▶ _Text excerpt_:
+ + + + +
For those of you who are experienced in electronics and want to build from scratch here is a valuable site. 
Loads of info [url]http://pminmo.com/ [/url] I found this site while looking for info on wiring a g540 up to and X-2 for spindle control. 
instructions and resources for building power supplies BOBs (Break Out Board) and motor drivers including instructions to hook up with mach 3. 
Tin


----------



## Tin Falcon (Apr 20, 2011)

FYI Gecko is now offering a Made in USA 280oz/in stepper motor designed to go with the G 540/ g250 motor controllers
$59 each this is only a couple buck more than Chinese motors of the same or similar specs. 
http://www.geckodrive.com/g723-280-p-45.html?osCsid=2ae949929a6796cafd236ba2d7a94aef
tin


----------



## Tin Falcon (Jun 12, 2011)

One of the challenges of wiring stepper motors up to a cnc is how to deal with the connection to the motor. How does one make this neat professional looking and preferably coolant resistant. My first CNC build this was primitive at best. I simply but splice the wires to my cable and pulled clear plastic tubing over the wires and added the customary wire tie to hold in place. 
The second attempt was a bit cleaner I used a small radio shack project box to contain the connection and attached a db 9 conector to the box and used latex sealant caulk to hod the box to the motor. Note to self and others remember to scuff th bottom of the box first.  Well here is a better solution to this 






http://www.cnc4pc.com/Store/osc/product_info.php?products_id=297
An actual motor end cap. this is probably about 5 times the cost of the project box but a neat solution .
$14.95 from cnc4pc 
Tin


----------



## n4zou (Jun 12, 2011)
+ + + + +
▶ _Objective 1_: Translate this sentence from the forum thread on CNC electronics into Spanish: "One of the challenges of wiring stepper motors up to a cnc is how to deal with the connection to the motor."
+ + + + +
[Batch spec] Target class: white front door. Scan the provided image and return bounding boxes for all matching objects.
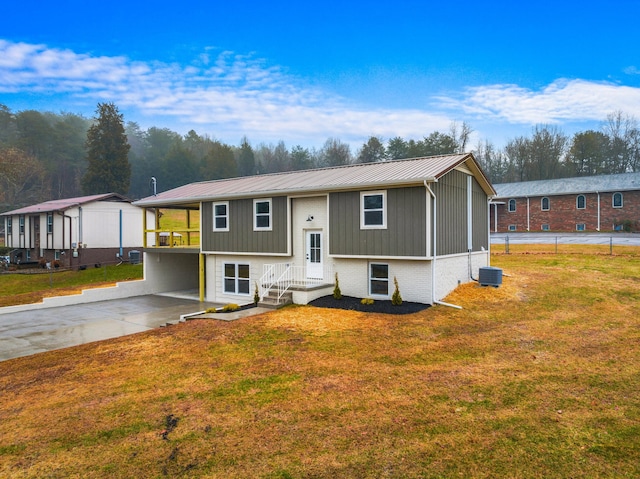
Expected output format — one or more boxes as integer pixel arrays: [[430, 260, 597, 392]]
[[306, 231, 324, 279]]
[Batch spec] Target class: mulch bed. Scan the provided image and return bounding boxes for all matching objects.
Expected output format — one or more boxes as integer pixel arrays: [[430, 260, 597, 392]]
[[309, 295, 429, 314]]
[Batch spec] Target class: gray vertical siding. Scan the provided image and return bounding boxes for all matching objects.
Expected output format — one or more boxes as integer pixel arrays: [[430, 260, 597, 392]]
[[432, 170, 489, 256], [432, 170, 467, 256], [201, 196, 288, 254], [329, 187, 427, 256], [473, 178, 489, 251]]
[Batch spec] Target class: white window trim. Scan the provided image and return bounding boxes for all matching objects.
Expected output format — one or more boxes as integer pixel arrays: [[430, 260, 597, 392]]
[[367, 262, 391, 299], [611, 191, 624, 208], [253, 198, 273, 231], [540, 196, 551, 211], [212, 201, 229, 231], [360, 190, 387, 230], [222, 262, 251, 296]]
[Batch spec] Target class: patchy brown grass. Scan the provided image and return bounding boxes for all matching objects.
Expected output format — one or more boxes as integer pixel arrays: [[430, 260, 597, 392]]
[[0, 254, 640, 478]]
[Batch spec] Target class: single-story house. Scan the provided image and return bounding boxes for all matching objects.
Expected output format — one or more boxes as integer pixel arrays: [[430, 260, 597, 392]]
[[491, 172, 640, 233], [0, 193, 153, 267], [134, 154, 495, 304]]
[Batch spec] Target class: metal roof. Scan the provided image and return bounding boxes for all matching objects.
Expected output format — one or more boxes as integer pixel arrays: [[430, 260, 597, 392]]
[[493, 172, 640, 199], [0, 193, 130, 216], [133, 153, 495, 206]]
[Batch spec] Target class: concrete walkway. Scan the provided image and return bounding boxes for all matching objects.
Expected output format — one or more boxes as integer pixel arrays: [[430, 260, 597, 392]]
[[0, 295, 265, 361]]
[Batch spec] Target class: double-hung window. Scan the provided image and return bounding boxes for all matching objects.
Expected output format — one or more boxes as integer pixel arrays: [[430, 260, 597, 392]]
[[612, 193, 622, 208], [224, 263, 251, 295], [213, 201, 229, 231], [369, 263, 389, 297], [540, 196, 549, 211], [253, 199, 272, 231], [360, 191, 387, 229]]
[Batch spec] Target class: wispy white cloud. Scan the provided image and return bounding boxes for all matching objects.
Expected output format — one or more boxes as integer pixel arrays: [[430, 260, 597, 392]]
[[0, 39, 640, 144], [0, 40, 451, 143], [438, 79, 640, 125]]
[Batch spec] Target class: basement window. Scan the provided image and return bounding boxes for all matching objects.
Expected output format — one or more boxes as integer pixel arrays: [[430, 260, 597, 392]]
[[223, 263, 251, 295], [540, 196, 549, 211], [612, 193, 622, 208], [369, 263, 389, 297]]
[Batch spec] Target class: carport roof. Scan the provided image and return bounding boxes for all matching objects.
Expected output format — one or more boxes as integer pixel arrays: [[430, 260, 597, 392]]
[[494, 172, 640, 199], [134, 153, 495, 206], [0, 193, 130, 216]]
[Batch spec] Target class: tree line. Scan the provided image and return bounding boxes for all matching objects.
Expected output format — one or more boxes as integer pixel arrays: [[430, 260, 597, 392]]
[[0, 103, 640, 211]]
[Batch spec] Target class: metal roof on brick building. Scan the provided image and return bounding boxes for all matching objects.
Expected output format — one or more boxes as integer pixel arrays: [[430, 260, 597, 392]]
[[0, 193, 130, 216], [134, 153, 495, 206], [493, 172, 640, 199]]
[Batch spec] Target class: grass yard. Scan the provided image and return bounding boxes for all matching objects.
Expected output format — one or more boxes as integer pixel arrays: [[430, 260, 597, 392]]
[[0, 263, 143, 307], [0, 247, 640, 479]]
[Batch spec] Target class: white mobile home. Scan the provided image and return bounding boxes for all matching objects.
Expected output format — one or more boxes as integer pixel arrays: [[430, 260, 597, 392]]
[[0, 193, 153, 267]]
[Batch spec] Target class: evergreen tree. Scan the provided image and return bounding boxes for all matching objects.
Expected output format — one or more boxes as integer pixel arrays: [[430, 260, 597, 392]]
[[82, 103, 131, 195], [238, 136, 256, 176]]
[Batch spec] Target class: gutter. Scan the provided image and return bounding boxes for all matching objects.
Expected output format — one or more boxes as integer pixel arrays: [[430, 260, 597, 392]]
[[424, 177, 462, 309]]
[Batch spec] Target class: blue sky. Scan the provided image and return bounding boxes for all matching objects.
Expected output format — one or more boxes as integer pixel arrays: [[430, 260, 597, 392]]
[[0, 0, 640, 150]]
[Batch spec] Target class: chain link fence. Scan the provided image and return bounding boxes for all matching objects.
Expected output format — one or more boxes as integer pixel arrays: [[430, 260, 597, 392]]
[[491, 233, 640, 255]]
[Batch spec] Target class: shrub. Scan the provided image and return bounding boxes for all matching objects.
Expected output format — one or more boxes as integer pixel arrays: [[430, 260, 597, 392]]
[[391, 276, 402, 306], [333, 273, 342, 299]]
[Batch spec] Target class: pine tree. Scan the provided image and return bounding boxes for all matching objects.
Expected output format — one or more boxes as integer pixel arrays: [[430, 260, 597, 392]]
[[82, 103, 131, 195]]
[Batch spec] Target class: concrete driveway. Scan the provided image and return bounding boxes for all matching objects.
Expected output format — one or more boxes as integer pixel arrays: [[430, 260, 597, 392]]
[[0, 295, 225, 361]]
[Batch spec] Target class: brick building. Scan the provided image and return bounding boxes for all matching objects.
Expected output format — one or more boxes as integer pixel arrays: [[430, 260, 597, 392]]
[[490, 172, 640, 233]]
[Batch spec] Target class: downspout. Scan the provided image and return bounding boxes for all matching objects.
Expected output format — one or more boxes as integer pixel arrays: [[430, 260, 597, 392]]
[[78, 206, 83, 246], [120, 210, 122, 258], [424, 178, 462, 309], [596, 191, 600, 231], [58, 211, 73, 267]]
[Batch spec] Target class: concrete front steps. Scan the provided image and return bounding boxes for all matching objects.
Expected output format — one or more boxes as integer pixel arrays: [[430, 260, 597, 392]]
[[258, 290, 293, 309]]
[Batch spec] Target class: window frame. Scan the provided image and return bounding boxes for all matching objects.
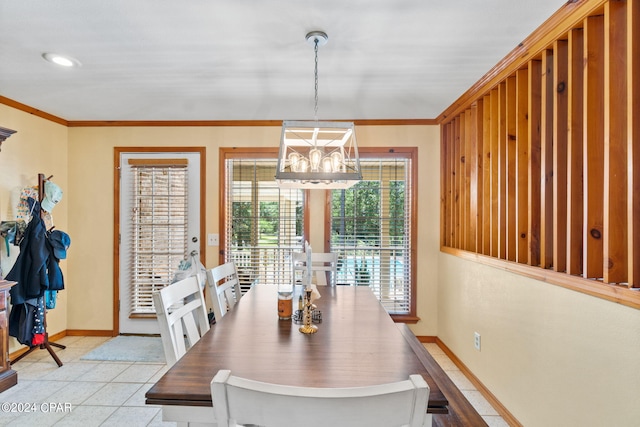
+ + + + +
▶ _Objective 2_: In the records, begin at the line that has "[Batch spec] Target class: concrete front" and stop at the end of the records. Give those lines again with "Target class" swapped for "Object label", changing nothing else and leaving out the pictures.

▶ _Worked answer 1_: Uno de los desafíos de cablear motores paso a paso a una CNC es cómo manejar la conexión con el motor.

▶ _Worked answer 2_:
[Batch spec] Object label: concrete front steps. Scan the provided image and return bounding boxes for all matching objects.
Expected output format — one or more boxes as integer pixel arrays: [[430, 260, 597, 392]]
[[258, 290, 293, 309]]
[Batch spec] Object label: window frame. Scan the provided image and return bounding boxes for all matching objects.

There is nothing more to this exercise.